# READING TEXT
####

Studio album by Secrets
- Released: January 17, 2012
- Recorded: 2011
- Genre: Metalcore; post-hardcore;
- Length: 36:42
- Label: Velocity; Rise;
- Producer: Tom Denney

Secrets chronology
|  | The Ascent (2012) | Fragile Figures (2013) |

Singles from The Ascent
- "The Heartless Part" Released: November 22, 2011; "The Oath" Released: 2012; "Somewhere in Hiding" Released: 2012; "Blindside" Released: 2012;

= The Ascent (Secrets album) =

The Ascent is the debut studio album by American post-hardcore band Secrets released on January 17, 2012, through Velocity and Rise Records. The album debuted at number 3 on the Billboard Heatseekers chart, as well as the Billboard 200 at number 185. It is the only release to include original vocalist Xander Bourgeois before his departure in 2013.

####

# MATERIAL FOR THIS EXERCISE
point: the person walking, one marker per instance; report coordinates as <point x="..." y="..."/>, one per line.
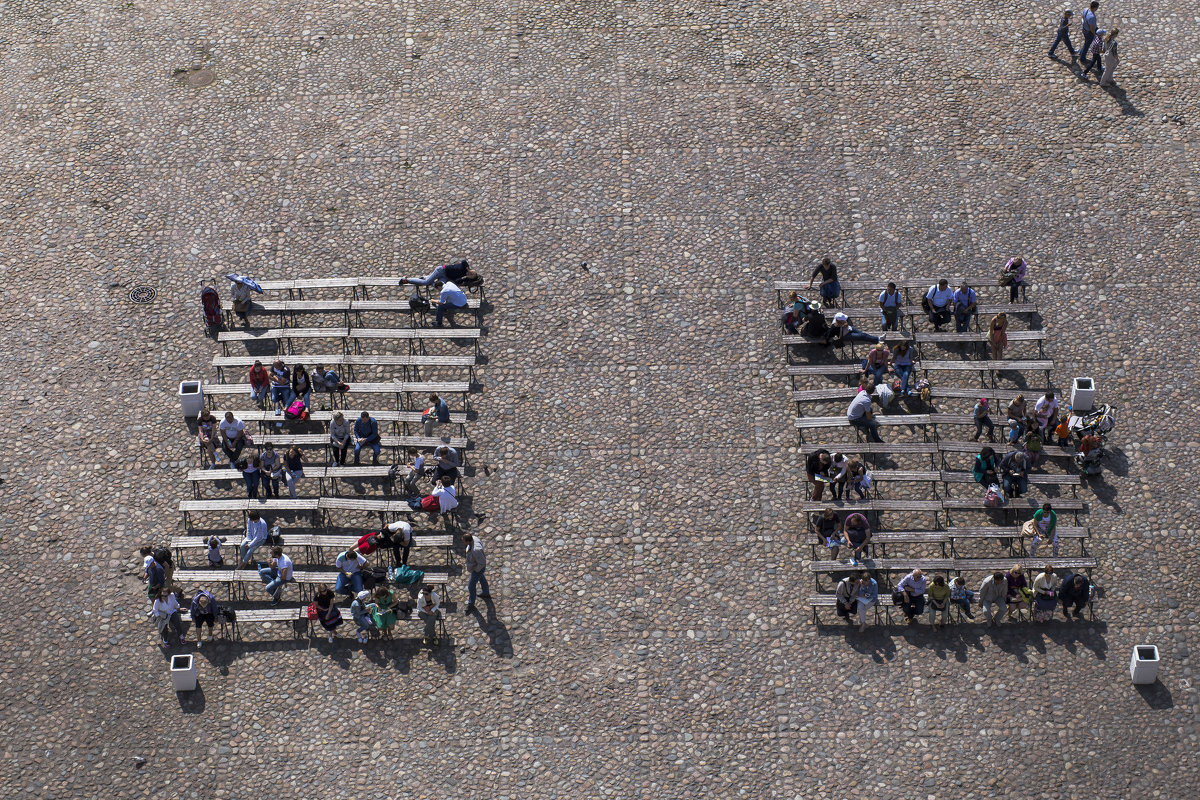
<point x="166" y="614"/>
<point x="868" y="596"/>
<point x="1110" y="58"/>
<point x="997" y="336"/>
<point x="1015" y="271"/>
<point x="829" y="286"/>
<point x="475" y="564"/>
<point x="1097" y="53"/>
<point x="1063" y="36"/>
<point x="889" y="307"/>
<point x="1089" y="28"/>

####

# STATED TASK A
According to the album article, at what number did The Ascent debut on the Billboard 200?
# STATED TASK B
Rewrite the listing with "the person walking" switched to "the pedestrian" and every other part left unchanged. Omit the pictures.

# COMPLETE RESPONSE A
Number 185.

# COMPLETE RESPONSE B
point: the pedestrian, one marker per instance; report coordinates as <point x="..." y="..."/>, one per line.
<point x="166" y="614"/>
<point x="868" y="596"/>
<point x="1110" y="58"/>
<point x="997" y="336"/>
<point x="1015" y="271"/>
<point x="829" y="286"/>
<point x="475" y="564"/>
<point x="1097" y="53"/>
<point x="1063" y="36"/>
<point x="889" y="307"/>
<point x="1089" y="28"/>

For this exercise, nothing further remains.